» **INFORMATION SUPPLIED**
[BEGIN]
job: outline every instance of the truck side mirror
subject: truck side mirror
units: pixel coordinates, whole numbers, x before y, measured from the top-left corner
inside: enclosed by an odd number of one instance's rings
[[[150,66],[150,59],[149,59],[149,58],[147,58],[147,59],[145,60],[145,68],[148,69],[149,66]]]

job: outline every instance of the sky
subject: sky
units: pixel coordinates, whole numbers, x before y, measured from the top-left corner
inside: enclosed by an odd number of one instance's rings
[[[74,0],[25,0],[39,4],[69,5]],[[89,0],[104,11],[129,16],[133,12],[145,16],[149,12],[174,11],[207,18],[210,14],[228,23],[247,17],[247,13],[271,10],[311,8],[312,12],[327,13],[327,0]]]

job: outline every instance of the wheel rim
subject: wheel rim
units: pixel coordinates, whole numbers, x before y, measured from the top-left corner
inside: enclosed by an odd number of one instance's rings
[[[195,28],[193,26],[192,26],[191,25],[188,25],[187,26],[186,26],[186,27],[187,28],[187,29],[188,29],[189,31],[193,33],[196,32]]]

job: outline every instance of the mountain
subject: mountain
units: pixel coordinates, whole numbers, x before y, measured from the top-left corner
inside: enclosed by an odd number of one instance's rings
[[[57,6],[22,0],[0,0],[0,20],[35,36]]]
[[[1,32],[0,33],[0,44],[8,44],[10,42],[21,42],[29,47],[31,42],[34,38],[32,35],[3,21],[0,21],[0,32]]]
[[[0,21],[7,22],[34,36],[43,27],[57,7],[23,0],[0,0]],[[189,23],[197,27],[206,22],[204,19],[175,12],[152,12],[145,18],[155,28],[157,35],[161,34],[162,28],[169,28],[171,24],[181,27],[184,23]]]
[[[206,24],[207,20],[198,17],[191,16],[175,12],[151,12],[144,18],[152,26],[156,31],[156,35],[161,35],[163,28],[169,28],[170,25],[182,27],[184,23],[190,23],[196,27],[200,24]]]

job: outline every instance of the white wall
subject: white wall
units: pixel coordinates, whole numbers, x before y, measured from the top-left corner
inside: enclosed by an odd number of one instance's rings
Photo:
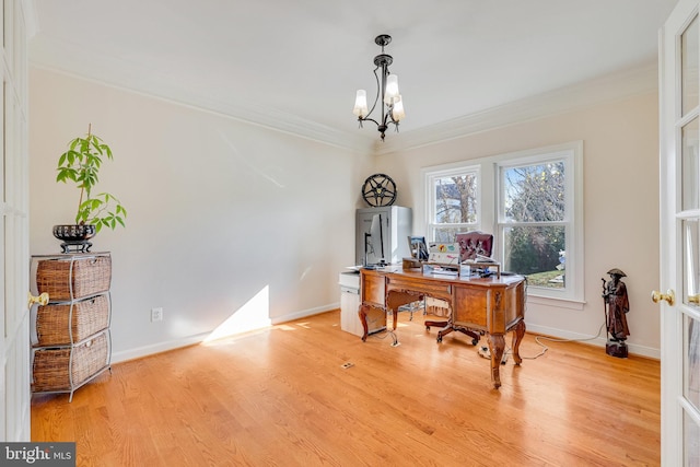
[[[68,141],[92,124],[115,154],[97,188],[127,227],[93,247],[113,255],[115,360],[338,306],[366,156],[47,70],[30,86],[32,254],[73,222],[78,190],[54,182]]]
[[[571,310],[530,301],[528,329],[595,336],[605,322],[600,279],[617,267],[628,276],[630,351],[658,358],[660,310],[650,300],[660,283],[657,116],[651,93],[382,155],[376,168],[396,180],[402,202],[413,207],[415,234],[424,234],[422,167],[583,140],[586,304]],[[596,343],[605,343],[605,331]]]

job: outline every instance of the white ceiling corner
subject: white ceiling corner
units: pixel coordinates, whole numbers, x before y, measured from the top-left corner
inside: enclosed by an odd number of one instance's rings
[[[24,1],[33,66],[376,153],[654,90],[676,3]],[[381,33],[407,118],[377,144],[351,109],[375,92]]]

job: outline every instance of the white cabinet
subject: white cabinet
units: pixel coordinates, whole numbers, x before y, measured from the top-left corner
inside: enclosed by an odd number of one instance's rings
[[[378,217],[384,255],[372,248],[372,221]],[[411,234],[411,208],[386,206],[358,209],[355,214],[355,265],[375,265],[384,259],[392,265],[400,264],[411,252],[408,236]]]

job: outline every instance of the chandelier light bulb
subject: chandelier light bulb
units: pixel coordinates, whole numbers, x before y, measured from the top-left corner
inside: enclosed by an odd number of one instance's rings
[[[364,90],[358,90],[354,98],[354,107],[352,114],[358,118],[359,126],[362,128],[364,121],[372,121],[380,131],[380,137],[384,141],[387,128],[394,125],[398,131],[399,120],[406,117],[404,112],[404,101],[398,93],[398,77],[389,71],[389,67],[394,63],[394,57],[386,54],[384,48],[392,42],[388,34],[380,34],[374,38],[374,44],[382,47],[382,52],[374,57],[374,78],[376,78],[376,97],[372,102],[372,109],[368,105],[368,93]],[[377,105],[378,104],[378,105]],[[377,110],[374,117],[372,114]]]
[[[394,107],[392,108],[392,118],[394,121],[400,121],[406,117],[406,113],[404,112],[404,101],[401,101],[401,95],[397,95],[394,100]]]
[[[394,104],[394,100],[398,96],[398,75],[389,74],[386,78],[386,92],[384,94],[384,104]]]
[[[369,112],[368,108],[368,92],[365,90],[358,90],[358,94],[354,97],[354,108],[352,113],[355,117],[364,118]]]

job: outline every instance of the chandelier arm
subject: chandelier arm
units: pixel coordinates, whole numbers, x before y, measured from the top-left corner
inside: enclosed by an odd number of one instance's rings
[[[380,69],[378,66],[374,69],[374,79],[376,80],[376,97],[374,97],[374,104],[372,104],[372,108],[370,109],[370,112],[368,112],[368,116],[372,115],[372,113],[374,112],[374,108],[376,107],[376,103],[380,102],[380,92],[381,92],[381,90],[380,90],[380,77],[376,74],[376,70],[378,70],[378,69]],[[372,119],[371,118],[363,118],[363,120],[372,120]],[[375,120],[372,120],[372,121],[374,121],[377,126],[380,125]]]
[[[374,118],[364,117],[364,118],[358,118],[358,120],[360,120],[360,122],[362,122],[362,121],[373,121],[374,125],[376,125],[377,127],[380,126],[380,122],[376,121]]]

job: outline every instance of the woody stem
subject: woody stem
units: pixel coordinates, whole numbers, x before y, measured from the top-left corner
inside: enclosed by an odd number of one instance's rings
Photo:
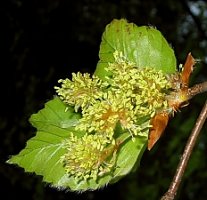
[[[195,95],[206,92],[207,91],[207,81],[203,82],[203,83],[199,83],[194,85],[191,88],[188,88],[188,98],[191,99],[193,98]]]
[[[203,88],[206,90],[206,83],[203,85]],[[183,155],[180,159],[180,162],[178,164],[176,173],[174,175],[174,178],[170,184],[170,187],[168,191],[165,193],[165,195],[161,198],[161,200],[173,200],[176,196],[177,190],[179,188],[179,185],[181,183],[183,174],[185,172],[188,160],[190,158],[190,155],[193,151],[193,147],[195,146],[196,140],[198,138],[198,135],[200,133],[200,130],[207,118],[207,101],[196,121],[196,124],[191,132],[191,135],[187,141],[187,144],[185,146]]]

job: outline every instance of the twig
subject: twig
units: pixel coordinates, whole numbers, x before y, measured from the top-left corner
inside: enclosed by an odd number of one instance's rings
[[[193,98],[195,95],[207,91],[207,81],[194,85],[191,88],[188,88],[188,100]]]
[[[193,147],[195,146],[197,137],[200,133],[200,130],[207,118],[207,101],[205,102],[205,105],[196,121],[196,124],[191,132],[191,135],[187,141],[187,144],[185,146],[185,150],[183,152],[183,155],[180,159],[180,162],[178,164],[175,176],[170,184],[170,187],[168,191],[164,194],[164,196],[161,198],[161,200],[173,200],[176,196],[177,190],[179,188],[179,185],[181,183],[183,174],[185,172],[188,160],[190,158],[190,155],[193,151]]]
[END]
» **WRITTEN EXERCISE**
Reproduce every line from the one containing "job: outline every instance of the twig" through the end of the items, keeping the request lines unchanged. In the answers, multiply each coordinate by 0.95 and round to whole numbers, with halves rounding up.

» **EXERCISE ANSWER**
job: outline every instance of the twig
subject: twig
units: pixel coordinates, whole numbers, x before y, measured from the top-left corner
inside: enclosed by an odd number of one instance's rings
[[[183,93],[185,90],[197,86],[197,77],[184,81],[181,84],[179,84],[179,95]]]
[[[183,140],[185,139],[187,130],[190,126],[190,124],[197,112],[197,96],[195,97],[195,100],[186,115],[186,118],[181,125],[181,128],[178,134],[178,137],[176,139],[176,143],[174,144],[174,147],[171,151],[171,154],[169,156],[166,167],[162,175],[162,178],[160,181],[156,184],[156,186],[153,188],[153,190],[164,190],[167,186],[168,181],[170,179],[170,176],[172,174],[174,165],[176,163],[179,152],[181,150],[181,147],[183,143]]]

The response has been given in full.